Collected data entries:
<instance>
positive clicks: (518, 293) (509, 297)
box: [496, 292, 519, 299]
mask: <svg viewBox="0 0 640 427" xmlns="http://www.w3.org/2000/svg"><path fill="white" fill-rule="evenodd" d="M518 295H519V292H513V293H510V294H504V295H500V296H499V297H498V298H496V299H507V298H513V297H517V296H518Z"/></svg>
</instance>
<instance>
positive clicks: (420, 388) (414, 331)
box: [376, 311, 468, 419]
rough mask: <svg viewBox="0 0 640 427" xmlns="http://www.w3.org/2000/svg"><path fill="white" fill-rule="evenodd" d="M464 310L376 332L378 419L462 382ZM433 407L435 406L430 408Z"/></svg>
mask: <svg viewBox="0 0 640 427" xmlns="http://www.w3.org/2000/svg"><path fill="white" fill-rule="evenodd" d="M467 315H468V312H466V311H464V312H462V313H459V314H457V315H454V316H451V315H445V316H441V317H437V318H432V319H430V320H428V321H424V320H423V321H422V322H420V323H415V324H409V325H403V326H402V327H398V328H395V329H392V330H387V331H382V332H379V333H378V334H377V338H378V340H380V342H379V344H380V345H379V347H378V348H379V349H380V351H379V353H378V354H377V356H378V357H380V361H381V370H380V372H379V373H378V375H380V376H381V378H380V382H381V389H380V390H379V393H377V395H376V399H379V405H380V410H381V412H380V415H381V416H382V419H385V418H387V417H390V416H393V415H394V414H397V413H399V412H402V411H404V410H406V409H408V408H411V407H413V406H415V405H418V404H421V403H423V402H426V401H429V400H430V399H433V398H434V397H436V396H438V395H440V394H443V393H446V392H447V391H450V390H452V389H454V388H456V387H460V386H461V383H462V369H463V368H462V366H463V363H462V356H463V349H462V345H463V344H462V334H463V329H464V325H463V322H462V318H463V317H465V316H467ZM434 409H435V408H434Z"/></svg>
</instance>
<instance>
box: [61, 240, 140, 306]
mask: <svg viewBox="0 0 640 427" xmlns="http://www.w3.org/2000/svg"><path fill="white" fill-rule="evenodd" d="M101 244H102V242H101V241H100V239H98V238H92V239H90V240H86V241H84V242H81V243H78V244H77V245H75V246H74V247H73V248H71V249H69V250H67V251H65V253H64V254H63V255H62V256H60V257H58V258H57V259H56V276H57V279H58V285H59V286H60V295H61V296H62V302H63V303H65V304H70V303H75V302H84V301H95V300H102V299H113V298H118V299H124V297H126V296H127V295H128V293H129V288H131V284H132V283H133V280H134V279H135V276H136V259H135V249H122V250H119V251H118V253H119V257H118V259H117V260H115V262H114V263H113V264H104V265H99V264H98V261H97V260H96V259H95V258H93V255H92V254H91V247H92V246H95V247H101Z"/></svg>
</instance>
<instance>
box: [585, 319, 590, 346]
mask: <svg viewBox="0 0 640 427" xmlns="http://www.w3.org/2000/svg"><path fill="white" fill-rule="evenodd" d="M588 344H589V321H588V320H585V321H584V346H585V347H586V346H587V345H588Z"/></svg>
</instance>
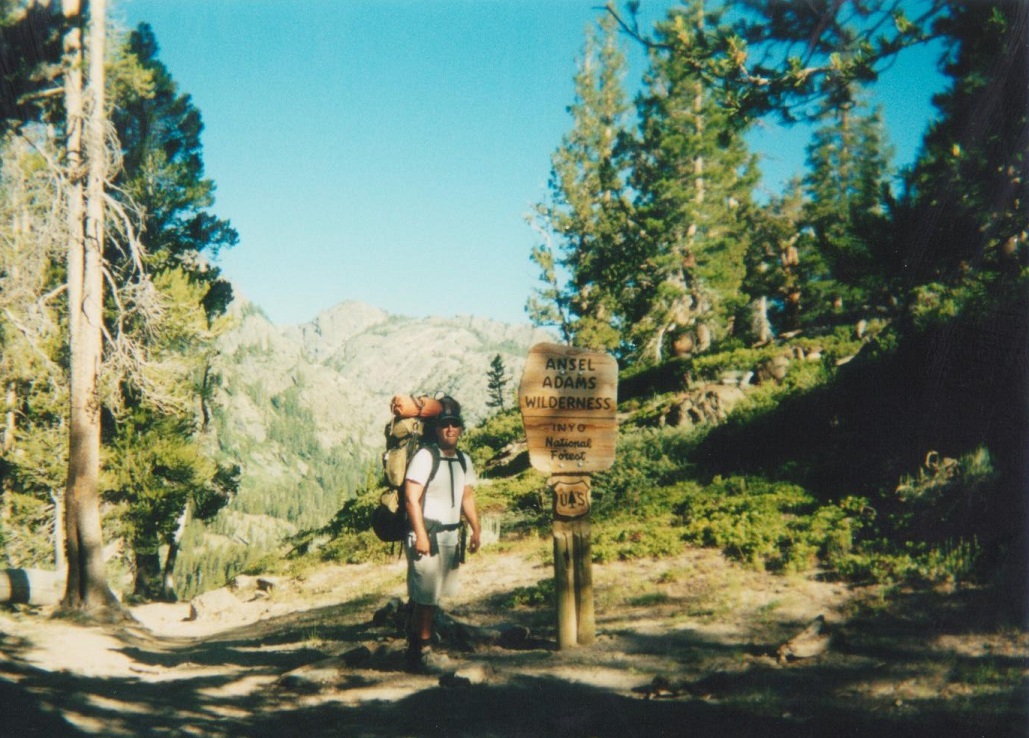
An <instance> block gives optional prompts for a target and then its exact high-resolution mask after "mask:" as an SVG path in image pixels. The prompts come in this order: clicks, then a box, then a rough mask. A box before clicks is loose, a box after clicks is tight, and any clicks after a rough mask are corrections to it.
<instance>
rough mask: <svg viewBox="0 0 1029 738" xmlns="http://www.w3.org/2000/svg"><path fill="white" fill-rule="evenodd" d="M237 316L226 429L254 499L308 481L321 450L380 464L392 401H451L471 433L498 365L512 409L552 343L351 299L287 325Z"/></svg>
mask: <svg viewBox="0 0 1029 738" xmlns="http://www.w3.org/2000/svg"><path fill="white" fill-rule="evenodd" d="M229 318H230V319H232V321H233V323H234V325H233V327H232V328H230V329H229V330H228V331H226V332H225V333H224V335H223V336H222V337H221V338H220V339H219V341H218V359H217V361H216V366H215V368H216V370H217V372H218V374H219V376H220V382H221V386H220V388H219V390H218V392H217V394H216V402H215V405H216V407H217V408H218V410H217V412H216V417H217V423H216V427H217V435H218V443H219V446H220V448H221V450H222V452H223V453H224V454H226V455H227V456H229V457H235V458H238V459H239V460H240V462H241V464H242V466H243V469H244V485H243V486H244V489H245V490H246V489H247V488H248V487H251V488H252V487H253V486H254V485H267V484H269V483H274V481H275V480H277V479H292V480H295V479H297V478H301V477H304V476H305V475H308V473H309V472H310V470H311V469H310V462H311V459H310V457H311V455H312V452H313V449H312V445H313V444H317V446H318V447H320V449H321V450H322V451H323V452H325V453H326V454H331V455H332V456H334V457H335V458H338V459H339V458H347V459H349V462H351V463H355V464H359V463H365V464H366V463H367V461H368V460H371V459H375V458H376V455H377V454H378V453H380V452H381V447H382V444H383V437H382V432H383V428H384V426H385V424H386V423H387V422H388V421H389V418H390V414H389V401H390V398H391V397H392V396H393V395H394V394H399V393H412V394H416V393H425V394H435V393H437V392H445V393H447V394H450V395H452V396H454V397H456V398H458V400H459V401H460V402H461V403H462V406H463V408H464V412H465V416H466V420H467V422H468V423H469V424H473V423H475V422H476V421H478V420H481V419H483V418H484V417H486V416H487V415H488V413H489V408H488V405H487V402H488V398H489V394H488V386H487V376H488V372H489V370H490V363H491V361H492V360H493V359H494V357H495V356H497V355H499V356H500V357H501V360H502V361H503V364H504V366H505V368H506V373H507V376H508V377H509V378H510V383H509V385H508V388H507V389H508V393H509V402H511V403H512V402H513V401H515V392H516V389H517V386H518V381H519V379H520V377H521V372H522V367H523V365H524V363H525V357H526V355H527V353H528V350H529V348H530V347H531V346H533V345H534V344H536V343H538V342H540V341H553V340H554V339H553V337H552V336H549V335H548V333H546V332H545V331H542V330H539V329H537V328H533V327H531V326H529V325H525V326H516V325H508V324H504V323H500V322H497V321H493V320H489V319H486V318H480V317H452V318H435V317H432V318H410V317H404V316H397V315H391V314H390V313H388V312H386V311H384V310H380V309H378V308H375V307H372V306H369V305H366V304H363V303H358V302H353V301H349V302H344V303H341V304H339V305H336V306H334V307H333V308H330V309H328V310H325V311H323V312H322V313H320V314H319V315H318V316H317V317H316V318H315V319H314V320H312V321H310V322H308V323H303V324H299V325H289V326H283V327H279V326H276V325H274V324H273V323H272V322H271V321H270V320H269V319H268V317H267V316H265V315H264V314H263V313H262V312H261V311H260V309H259V308H258V307H256V306H254V305H253V304H250V303H247V302H245V301H242V300H238V301H237V302H236V303H235V304H234V306H233V308H232V310H230V313H229ZM309 436H311V437H309ZM305 444H307V445H306V446H305ZM315 451H316V450H315ZM315 455H317V453H315ZM248 483H249V484H248Z"/></svg>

• What you have to do: What is needed is a word-for-word restatement of the entries, minus any pictures.

• Output of the task:
<instance>
positive clicks: (518, 293) (509, 297)
box: [496, 292, 519, 299]
mask: <svg viewBox="0 0 640 427" xmlns="http://www.w3.org/2000/svg"><path fill="white" fill-rule="evenodd" d="M518 295H519V292H513V293H510V294H504V295H500V296H499V297H498V298H496V299H507V298H513V297H517V296H518Z"/></svg>
</instance>
<instance>
positive clicks: (420, 388) (414, 331)
box: [376, 311, 468, 419]
rough mask: <svg viewBox="0 0 640 427" xmlns="http://www.w3.org/2000/svg"><path fill="white" fill-rule="evenodd" d="M464 310L376 332L378 419L462 382ZM433 407L435 406L430 408Z"/></svg>
mask: <svg viewBox="0 0 640 427" xmlns="http://www.w3.org/2000/svg"><path fill="white" fill-rule="evenodd" d="M467 315H468V312H466V311H464V312H462V313H459V314H457V315H454V316H451V315H445V316H441V317H437V318H432V319H430V320H428V321H424V320H423V321H422V322H420V323H415V324H409V325H403V326H402V327H398V328H395V329H392V330H387V331H382V332H379V333H378V334H377V338H378V340H380V342H379V344H380V345H379V347H378V348H379V349H380V351H379V353H378V354H377V356H378V357H380V361H381V370H380V372H379V373H378V375H380V376H381V378H380V382H381V389H380V390H379V393H377V395H376V399H379V405H380V410H381V412H380V415H381V416H382V419H385V418H387V417H390V416H393V415H394V414H397V413H399V412H402V411H404V410H406V409H408V408H411V407H413V406H415V405H418V404H421V403H423V402H426V401H429V400H430V399H433V398H434V397H436V396H438V395H440V394H443V393H446V392H447V391H450V390H452V389H454V388H456V387H460V386H461V383H462V369H463V368H462V366H463V363H462V356H463V349H462V345H463V344H462V334H463V329H464V325H463V322H462V318H463V317H465V316H467ZM434 409H435V408H434Z"/></svg>
</instance>
<instance>
box: [61, 240, 140, 306]
mask: <svg viewBox="0 0 640 427" xmlns="http://www.w3.org/2000/svg"><path fill="white" fill-rule="evenodd" d="M101 244H102V242H101V241H100V239H98V238H92V239H90V240H86V241H84V242H81V243H78V244H77V245H75V246H74V247H73V248H71V249H69V250H67V251H65V253H64V254H63V255H62V256H60V257H58V258H57V259H56V276H57V279H58V285H59V286H60V295H61V296H62V302H63V303H65V304H70V303H75V302H84V301H95V300H102V299H113V298H118V299H124V297H126V296H127V295H128V293H129V288H131V284H132V283H133V280H134V279H135V276H136V259H135V249H122V250H119V251H118V253H119V257H118V259H117V260H115V262H114V263H113V264H104V265H99V264H98V261H97V260H96V259H95V258H93V255H92V254H91V247H92V246H95V247H101Z"/></svg>
</instance>
<instance>
box: [585, 319, 590, 346]
mask: <svg viewBox="0 0 640 427" xmlns="http://www.w3.org/2000/svg"><path fill="white" fill-rule="evenodd" d="M588 344H589V321H588V320H585V321H584V346H585V347H586V346H587V345H588Z"/></svg>
</instance>
An <instance> block gives optional prompts for a target and then its exact high-resolution mask after "mask:" as an SVG path in image pixels. The prompts come in this order: clicks, then a box, then a rough mask. A box before clicks is loose, a box after clicks is tight, and any clicks after a rough mask are corrections to it.
<instance>
rough mask: <svg viewBox="0 0 1029 738" xmlns="http://www.w3.org/2000/svg"><path fill="white" fill-rule="evenodd" d="M237 316L226 429L254 499L308 481L321 450L380 464L392 401H451L471 433L498 365L512 409L552 343L351 299L287 325Z"/></svg>
mask: <svg viewBox="0 0 1029 738" xmlns="http://www.w3.org/2000/svg"><path fill="white" fill-rule="evenodd" d="M229 318H230V319H232V321H233V323H234V325H233V327H232V328H230V329H229V330H228V331H226V332H225V333H224V335H223V336H222V337H221V338H220V339H219V341H218V359H217V361H216V366H215V368H216V370H217V372H218V374H219V376H220V382H221V386H220V388H219V390H218V392H217V394H216V402H215V405H216V407H217V408H218V410H217V412H216V417H217V423H216V427H217V435H218V443H219V446H220V448H221V450H222V452H223V453H224V454H226V455H227V456H229V457H235V458H238V459H239V460H240V462H241V464H242V466H243V469H244V485H243V486H244V489H245V490H246V489H247V488H248V487H251V488H252V487H253V486H254V485H267V484H269V483H274V481H275V480H277V479H292V480H295V479H297V478H301V477H304V476H305V475H308V473H309V472H310V470H311V469H310V462H311V459H310V457H311V455H312V452H313V449H312V445H313V444H317V446H318V447H320V449H321V450H322V451H323V452H325V453H326V454H331V455H332V456H334V457H335V458H338V459H339V458H347V459H349V462H351V463H355V464H359V463H365V464H366V463H367V461H368V460H371V459H375V458H376V455H377V454H378V453H380V452H381V447H382V444H383V437H382V432H383V428H384V426H385V424H386V423H387V422H388V421H389V418H390V414H389V401H390V398H391V397H392V396H393V395H394V394H399V393H412V394H416V393H425V394H435V393H437V392H445V393H447V394H450V395H452V396H454V397H456V398H458V400H459V401H460V402H461V403H462V406H463V408H464V412H465V416H466V420H467V422H468V423H469V424H473V423H475V422H476V421H478V420H481V419H483V418H484V417H486V416H487V415H488V413H489V408H488V405H487V402H488V398H489V394H488V386H487V376H488V372H489V370H490V363H491V361H492V360H493V359H494V357H495V356H497V355H499V356H500V357H501V360H502V361H503V364H504V366H505V368H506V373H507V376H508V377H509V378H510V383H509V385H508V388H507V389H508V393H509V402H511V403H512V402H513V401H515V392H516V389H517V386H518V381H519V379H520V377H521V372H522V367H523V365H524V363H525V357H526V355H527V353H528V350H529V348H530V347H531V346H533V345H534V344H536V343H538V342H540V341H553V340H554V339H553V337H552V336H549V335H548V333H546V332H545V331H542V330H539V329H537V328H533V327H531V326H529V325H525V326H516V325H508V324H504V323H500V322H497V321H493V320H489V319H486V318H480V317H452V318H435V317H432V318H410V317H404V316H397V315H391V314H390V313H388V312H386V311H384V310H380V309H378V308H375V307H372V306H369V305H366V304H363V303H358V302H353V301H349V302H344V303H341V304H339V305H336V306H334V307H333V308H330V309H328V310H325V311H323V312H322V313H320V314H319V315H318V316H317V317H316V318H315V319H314V320H312V321H310V322H308V323H303V324H299V325H289V326H283V327H279V326H276V325H274V324H273V323H272V322H271V321H270V320H269V319H268V317H267V316H265V315H264V314H263V313H262V312H261V311H260V309H259V308H258V307H256V306H254V305H253V304H250V303H247V302H245V301H242V300H238V301H237V302H236V303H235V304H234V306H233V308H232V310H230V313H229ZM309 436H311V437H309ZM305 444H307V445H306V446H305ZM315 451H316V450H315ZM315 455H317V453H315ZM248 483H249V484H248Z"/></svg>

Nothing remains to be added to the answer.